The appointment during Mrs. Irvine's administration of a professional
treasurer, and the gradual accumulation of small endowments, were
helps in the right direction. The alumnae had early begun a series
of concerted efforts to aid their Alma Mater in solving her ever
present financial problem. Miss Hazard, in generous cooperation
with them and with the trustees, did especially valiant work in
clearing the college from its burden of debt; and during her
administration the treasurer's report shows an increase in the
college funds of $830,000." In round numbers, the gifts for
endowments and buildings during the period amounted to one million
three hundred six thousand dollars. Eleven buildings were erected
between 1900 and 1909: Wilder Hall and the Observatory were
completed in 1900; the President's House, Miss Hazard's gift, in
1902; Pomeroy and Billings Hall in 1904; Cazenove in 1905; the
Observatory House, another gift from Mrs. Whitin, 1906; Beebe, 1908;
Shafer, the Gymnasium, and the Library, in 1909.

·····

### GOAL OF THE EXERCISE
According to the passage on the college's finances and buildings, in what year were Pomeroy and Billings Hall completed?

### RECORD EXTRACTS

·····

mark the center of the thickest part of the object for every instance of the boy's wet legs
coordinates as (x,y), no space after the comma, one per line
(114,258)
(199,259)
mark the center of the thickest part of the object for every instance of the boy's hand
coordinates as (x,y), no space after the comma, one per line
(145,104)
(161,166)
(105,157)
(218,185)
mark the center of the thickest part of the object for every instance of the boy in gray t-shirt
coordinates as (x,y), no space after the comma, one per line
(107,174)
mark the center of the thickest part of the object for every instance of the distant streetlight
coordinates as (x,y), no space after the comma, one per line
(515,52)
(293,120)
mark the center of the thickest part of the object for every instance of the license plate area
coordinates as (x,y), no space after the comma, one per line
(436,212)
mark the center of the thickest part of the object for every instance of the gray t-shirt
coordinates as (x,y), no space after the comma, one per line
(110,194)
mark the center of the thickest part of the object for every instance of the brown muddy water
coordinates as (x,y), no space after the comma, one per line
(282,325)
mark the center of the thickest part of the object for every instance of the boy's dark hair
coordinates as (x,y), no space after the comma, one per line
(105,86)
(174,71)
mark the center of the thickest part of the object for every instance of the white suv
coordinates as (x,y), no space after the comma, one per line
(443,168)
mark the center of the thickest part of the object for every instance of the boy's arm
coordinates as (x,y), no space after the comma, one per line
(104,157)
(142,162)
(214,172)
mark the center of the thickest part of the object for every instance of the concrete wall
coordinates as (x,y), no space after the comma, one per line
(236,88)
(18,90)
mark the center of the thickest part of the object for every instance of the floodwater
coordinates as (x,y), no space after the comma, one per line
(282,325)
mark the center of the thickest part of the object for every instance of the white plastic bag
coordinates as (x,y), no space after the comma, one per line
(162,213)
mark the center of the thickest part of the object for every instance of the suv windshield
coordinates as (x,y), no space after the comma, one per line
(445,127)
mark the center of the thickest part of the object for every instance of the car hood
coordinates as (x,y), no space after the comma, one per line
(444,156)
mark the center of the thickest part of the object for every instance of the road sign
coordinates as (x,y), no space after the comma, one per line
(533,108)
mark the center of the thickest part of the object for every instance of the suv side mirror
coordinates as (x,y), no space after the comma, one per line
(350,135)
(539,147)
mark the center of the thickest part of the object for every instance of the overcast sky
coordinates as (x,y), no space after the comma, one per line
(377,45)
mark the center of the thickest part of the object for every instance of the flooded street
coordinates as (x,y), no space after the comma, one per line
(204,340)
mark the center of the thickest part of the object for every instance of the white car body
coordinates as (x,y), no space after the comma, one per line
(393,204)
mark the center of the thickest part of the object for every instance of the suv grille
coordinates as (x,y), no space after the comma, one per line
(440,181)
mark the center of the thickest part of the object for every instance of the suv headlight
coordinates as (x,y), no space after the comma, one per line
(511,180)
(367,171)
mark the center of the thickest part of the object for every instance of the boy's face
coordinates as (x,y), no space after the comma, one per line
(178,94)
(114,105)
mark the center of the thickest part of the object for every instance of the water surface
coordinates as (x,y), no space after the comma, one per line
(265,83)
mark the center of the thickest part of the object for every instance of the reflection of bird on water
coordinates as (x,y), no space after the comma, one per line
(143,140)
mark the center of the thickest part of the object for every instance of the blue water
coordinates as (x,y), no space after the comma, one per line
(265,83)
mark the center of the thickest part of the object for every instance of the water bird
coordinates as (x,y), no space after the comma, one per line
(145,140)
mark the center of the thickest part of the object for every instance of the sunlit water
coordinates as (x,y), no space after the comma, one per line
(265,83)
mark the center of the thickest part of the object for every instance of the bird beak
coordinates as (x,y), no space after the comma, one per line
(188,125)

·····

### ANSWER TO THIS TASK
1904